Data:

┌────────

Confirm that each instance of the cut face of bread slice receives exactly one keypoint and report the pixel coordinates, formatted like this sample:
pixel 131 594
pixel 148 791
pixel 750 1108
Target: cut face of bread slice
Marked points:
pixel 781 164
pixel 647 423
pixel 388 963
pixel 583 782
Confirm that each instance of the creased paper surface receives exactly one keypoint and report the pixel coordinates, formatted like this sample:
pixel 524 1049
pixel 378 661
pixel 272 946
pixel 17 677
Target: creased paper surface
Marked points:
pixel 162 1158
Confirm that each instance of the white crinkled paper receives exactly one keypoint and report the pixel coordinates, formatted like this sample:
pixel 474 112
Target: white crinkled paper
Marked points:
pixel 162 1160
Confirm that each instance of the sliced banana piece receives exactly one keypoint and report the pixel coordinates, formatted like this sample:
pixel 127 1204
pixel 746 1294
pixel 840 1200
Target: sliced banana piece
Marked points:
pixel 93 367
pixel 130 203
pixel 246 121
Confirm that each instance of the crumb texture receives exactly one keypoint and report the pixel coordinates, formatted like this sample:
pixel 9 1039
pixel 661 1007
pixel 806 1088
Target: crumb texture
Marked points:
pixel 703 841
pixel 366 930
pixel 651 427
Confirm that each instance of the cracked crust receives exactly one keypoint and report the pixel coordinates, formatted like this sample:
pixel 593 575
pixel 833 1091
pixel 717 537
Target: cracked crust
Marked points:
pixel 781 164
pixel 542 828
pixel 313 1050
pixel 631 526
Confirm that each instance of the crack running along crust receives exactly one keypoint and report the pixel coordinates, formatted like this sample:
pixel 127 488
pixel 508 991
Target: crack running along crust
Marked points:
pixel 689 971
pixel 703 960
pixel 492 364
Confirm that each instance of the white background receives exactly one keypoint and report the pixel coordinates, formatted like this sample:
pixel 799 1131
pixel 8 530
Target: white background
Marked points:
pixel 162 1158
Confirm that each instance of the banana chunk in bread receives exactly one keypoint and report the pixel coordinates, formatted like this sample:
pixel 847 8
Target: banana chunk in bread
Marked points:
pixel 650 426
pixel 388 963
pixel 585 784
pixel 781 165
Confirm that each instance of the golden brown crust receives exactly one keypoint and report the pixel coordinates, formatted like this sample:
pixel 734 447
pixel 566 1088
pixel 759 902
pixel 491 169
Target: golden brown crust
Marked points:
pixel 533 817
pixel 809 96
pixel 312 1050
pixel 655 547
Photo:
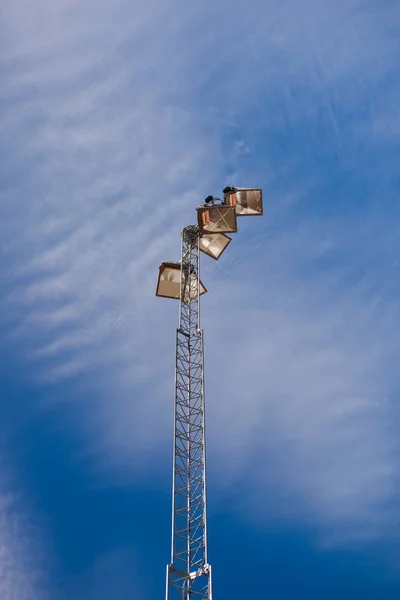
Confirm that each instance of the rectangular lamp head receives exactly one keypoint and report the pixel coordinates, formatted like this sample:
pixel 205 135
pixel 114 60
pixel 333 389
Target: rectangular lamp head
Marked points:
pixel 217 219
pixel 247 201
pixel 213 244
pixel 169 282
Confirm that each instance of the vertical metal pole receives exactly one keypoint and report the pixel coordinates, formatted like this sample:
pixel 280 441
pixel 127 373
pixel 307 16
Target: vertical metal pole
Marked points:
pixel 189 574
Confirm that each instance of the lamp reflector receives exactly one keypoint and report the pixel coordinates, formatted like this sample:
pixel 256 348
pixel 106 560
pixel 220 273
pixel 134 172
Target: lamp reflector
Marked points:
pixel 247 201
pixel 169 282
pixel 213 244
pixel 217 219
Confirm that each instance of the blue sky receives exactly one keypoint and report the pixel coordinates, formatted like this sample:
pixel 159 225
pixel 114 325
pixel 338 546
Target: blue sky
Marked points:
pixel 117 119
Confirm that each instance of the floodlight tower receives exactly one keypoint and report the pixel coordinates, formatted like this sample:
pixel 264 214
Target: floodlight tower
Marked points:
pixel 189 573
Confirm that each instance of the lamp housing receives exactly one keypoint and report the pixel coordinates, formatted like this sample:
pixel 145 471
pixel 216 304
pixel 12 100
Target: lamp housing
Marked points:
pixel 169 282
pixel 217 218
pixel 247 201
pixel 213 244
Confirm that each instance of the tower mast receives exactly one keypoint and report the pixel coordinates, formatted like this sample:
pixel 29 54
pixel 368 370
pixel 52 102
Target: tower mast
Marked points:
pixel 189 573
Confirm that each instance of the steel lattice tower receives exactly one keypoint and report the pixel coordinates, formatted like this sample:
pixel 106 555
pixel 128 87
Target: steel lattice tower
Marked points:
pixel 189 573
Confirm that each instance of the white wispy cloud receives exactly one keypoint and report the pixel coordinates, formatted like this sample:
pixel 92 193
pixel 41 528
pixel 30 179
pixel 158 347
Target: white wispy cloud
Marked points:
pixel 115 125
pixel 22 574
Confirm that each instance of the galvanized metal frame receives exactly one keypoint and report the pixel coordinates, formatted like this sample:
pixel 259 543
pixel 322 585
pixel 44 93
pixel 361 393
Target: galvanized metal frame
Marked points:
pixel 189 574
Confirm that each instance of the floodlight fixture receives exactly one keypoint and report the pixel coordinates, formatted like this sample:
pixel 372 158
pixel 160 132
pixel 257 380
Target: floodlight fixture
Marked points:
pixel 217 219
pixel 213 244
pixel 169 282
pixel 247 201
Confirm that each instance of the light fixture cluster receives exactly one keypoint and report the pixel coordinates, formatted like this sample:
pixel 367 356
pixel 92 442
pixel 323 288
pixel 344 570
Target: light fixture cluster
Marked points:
pixel 215 219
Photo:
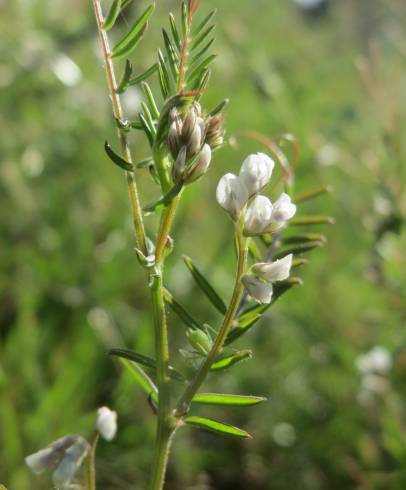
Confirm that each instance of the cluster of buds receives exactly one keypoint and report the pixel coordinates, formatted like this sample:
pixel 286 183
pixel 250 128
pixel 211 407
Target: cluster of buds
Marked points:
pixel 65 455
pixel 191 141
pixel 239 196
pixel 259 282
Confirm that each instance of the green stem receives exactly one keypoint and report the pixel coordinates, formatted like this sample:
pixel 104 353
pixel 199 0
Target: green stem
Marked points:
pixel 186 399
pixel 165 426
pixel 118 115
pixel 90 463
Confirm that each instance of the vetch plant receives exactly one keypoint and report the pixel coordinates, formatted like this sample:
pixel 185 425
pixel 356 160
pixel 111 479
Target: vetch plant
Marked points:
pixel 183 137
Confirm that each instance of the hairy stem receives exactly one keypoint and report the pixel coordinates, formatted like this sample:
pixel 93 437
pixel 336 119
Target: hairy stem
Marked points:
pixel 90 463
pixel 118 115
pixel 165 427
pixel 186 399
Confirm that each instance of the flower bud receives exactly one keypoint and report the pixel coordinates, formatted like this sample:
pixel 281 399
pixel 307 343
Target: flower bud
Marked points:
pixel 257 216
pixel 189 124
pixel 259 290
pixel 179 166
pixel 274 271
pixel 199 340
pixel 194 142
pixel 106 423
pixel 173 140
pixel 256 172
pixel 283 210
pixel 201 165
pixel 232 195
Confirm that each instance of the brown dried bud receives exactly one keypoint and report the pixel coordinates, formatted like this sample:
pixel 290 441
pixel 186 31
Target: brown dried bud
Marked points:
pixel 179 166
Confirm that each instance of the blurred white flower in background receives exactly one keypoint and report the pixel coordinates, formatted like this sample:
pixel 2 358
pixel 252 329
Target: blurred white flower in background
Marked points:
pixel 106 423
pixel 377 360
pixel 66 70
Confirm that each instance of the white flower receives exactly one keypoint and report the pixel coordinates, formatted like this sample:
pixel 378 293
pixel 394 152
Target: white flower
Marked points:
pixel 259 290
pixel 71 462
pixel 256 172
pixel 65 455
pixel 106 423
pixel 283 210
pixel 232 195
pixel 377 360
pixel 201 165
pixel 274 271
pixel 258 216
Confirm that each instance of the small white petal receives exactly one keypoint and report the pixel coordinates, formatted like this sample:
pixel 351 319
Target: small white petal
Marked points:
pixel 283 210
pixel 71 462
pixel 274 271
pixel 258 216
pixel 256 172
pixel 232 195
pixel 106 423
pixel 257 289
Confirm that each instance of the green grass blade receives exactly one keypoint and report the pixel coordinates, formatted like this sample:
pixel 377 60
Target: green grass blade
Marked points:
pixel 227 400
pixel 205 286
pixel 216 427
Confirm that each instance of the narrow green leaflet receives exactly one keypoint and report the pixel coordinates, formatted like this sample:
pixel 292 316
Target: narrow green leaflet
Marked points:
pixel 112 15
pixel 299 248
pixel 172 55
pixel 141 377
pixel 201 67
pixel 200 39
pixel 145 361
pixel 202 52
pixel 312 220
pixel 115 158
pixel 205 286
pixel 307 196
pixel 227 361
pixel 204 23
pixel 125 80
pixel 150 99
pixel 180 311
pixel 217 427
pixel 174 31
pixel 244 325
pixel 166 199
pixel 230 400
pixel 134 34
pixel 147 73
pixel 279 288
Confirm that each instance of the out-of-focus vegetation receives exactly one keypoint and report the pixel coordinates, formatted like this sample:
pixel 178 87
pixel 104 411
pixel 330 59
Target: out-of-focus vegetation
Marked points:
pixel 70 286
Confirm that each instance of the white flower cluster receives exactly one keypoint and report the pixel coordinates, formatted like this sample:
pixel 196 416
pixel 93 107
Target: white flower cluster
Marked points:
pixel 238 195
pixel 65 455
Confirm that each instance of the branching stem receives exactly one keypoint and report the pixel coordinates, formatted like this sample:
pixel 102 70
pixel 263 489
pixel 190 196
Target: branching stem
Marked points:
pixel 186 399
pixel 118 115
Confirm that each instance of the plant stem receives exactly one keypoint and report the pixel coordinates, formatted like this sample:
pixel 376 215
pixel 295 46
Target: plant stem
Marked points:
pixel 186 399
pixel 165 428
pixel 90 463
pixel 118 115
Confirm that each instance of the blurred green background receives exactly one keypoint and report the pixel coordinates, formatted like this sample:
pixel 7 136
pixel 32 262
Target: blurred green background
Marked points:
pixel 70 286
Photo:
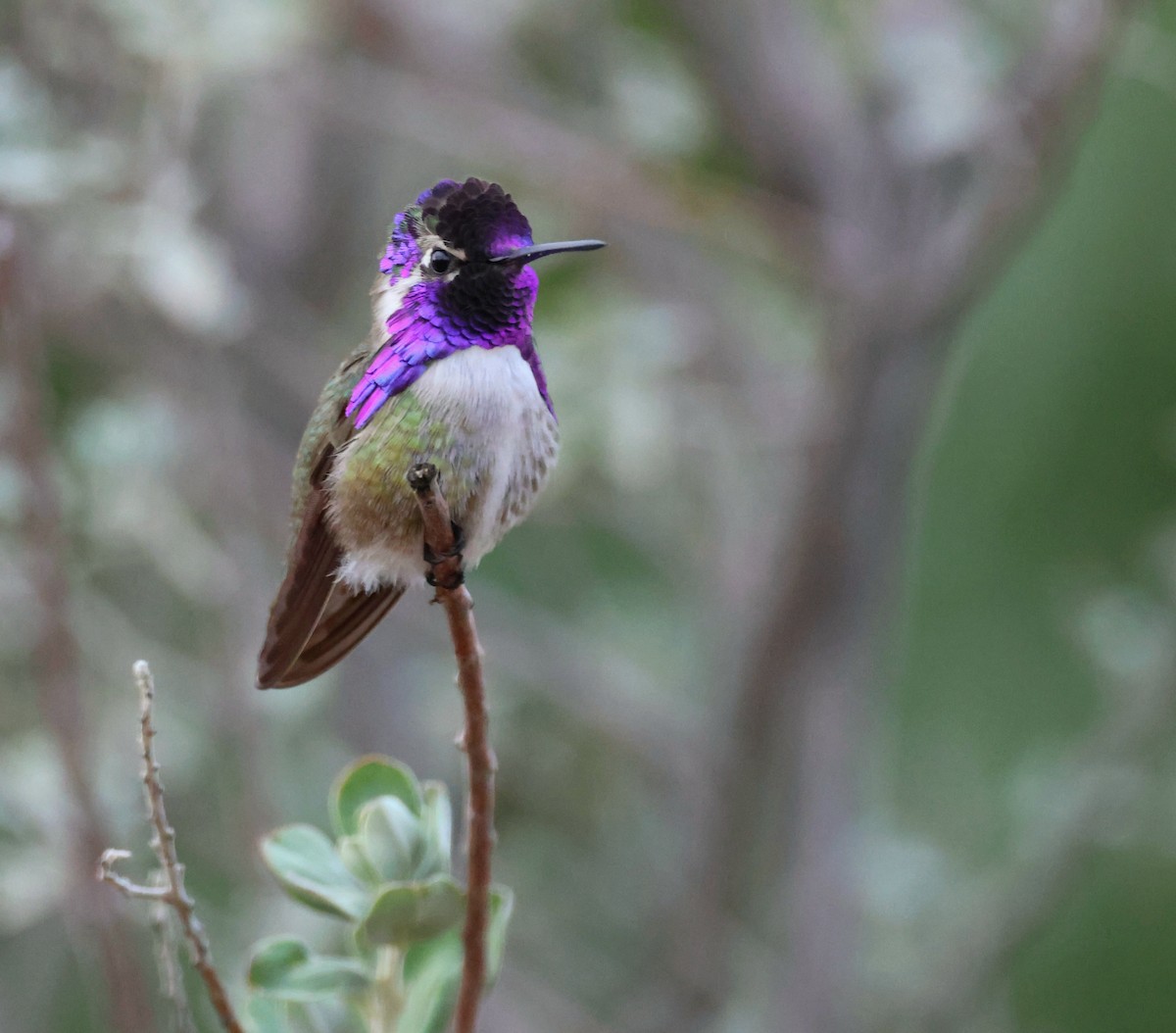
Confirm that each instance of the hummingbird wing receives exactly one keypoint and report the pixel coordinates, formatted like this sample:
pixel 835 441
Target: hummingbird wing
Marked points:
pixel 345 621
pixel 315 620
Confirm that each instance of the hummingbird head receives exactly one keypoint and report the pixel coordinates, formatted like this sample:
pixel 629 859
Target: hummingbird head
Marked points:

└────────

Goal:
Can you recast the records above as a JSON list of strings, with one string per line and blank lines left out, starting with the line that contains "Confirm that each instance of the cracked" and going on through the line that contains "pixel 655 547"?

Complete response:
[
  "Confirm that each instance of the cracked crust receives exactly one keypoint and report the pixel coordinates, formatted like this sample:",
  "pixel 593 575",
  "pixel 833 1091",
  "pixel 717 537",
  "Target: cracked crust",
  "Marked points:",
  "pixel 781 164",
  "pixel 542 828",
  "pixel 313 1050",
  "pixel 631 526",
  "Confirm that each instance of the crack running along crust receives exactly one keypoint and report the pixel coordinates, formatted like this sample:",
  "pixel 127 488",
  "pixel 508 991",
  "Target: crack running along crust",
  "Marked points:",
  "pixel 689 971",
  "pixel 703 960",
  "pixel 492 364",
  "Confirm that each instance of the white background receives exactly one keypoint and report the pixel coordinates, formatted like this sample:",
  "pixel 799 1131",
  "pixel 8 530",
  "Target: white background",
  "Marked points:",
  "pixel 162 1158",
  "Confirm that each instance of the banana chunk in bread receives exactly one keypoint and report the pixel coordinates, formatted like this sample:",
  "pixel 847 8",
  "Target: banana chunk in bread",
  "Marked points:",
  "pixel 650 426",
  "pixel 388 963",
  "pixel 585 784",
  "pixel 781 165",
  "Confirm that each instance of the golden brown crust receives exactly one keypoint and report the pixel coordinates, formatted like this sample:",
  "pixel 734 447",
  "pixel 566 1088",
  "pixel 759 902",
  "pixel 491 169",
  "Target: golden brown crust",
  "Marked points:",
  "pixel 533 817",
  "pixel 809 96",
  "pixel 312 1050",
  "pixel 655 547"
]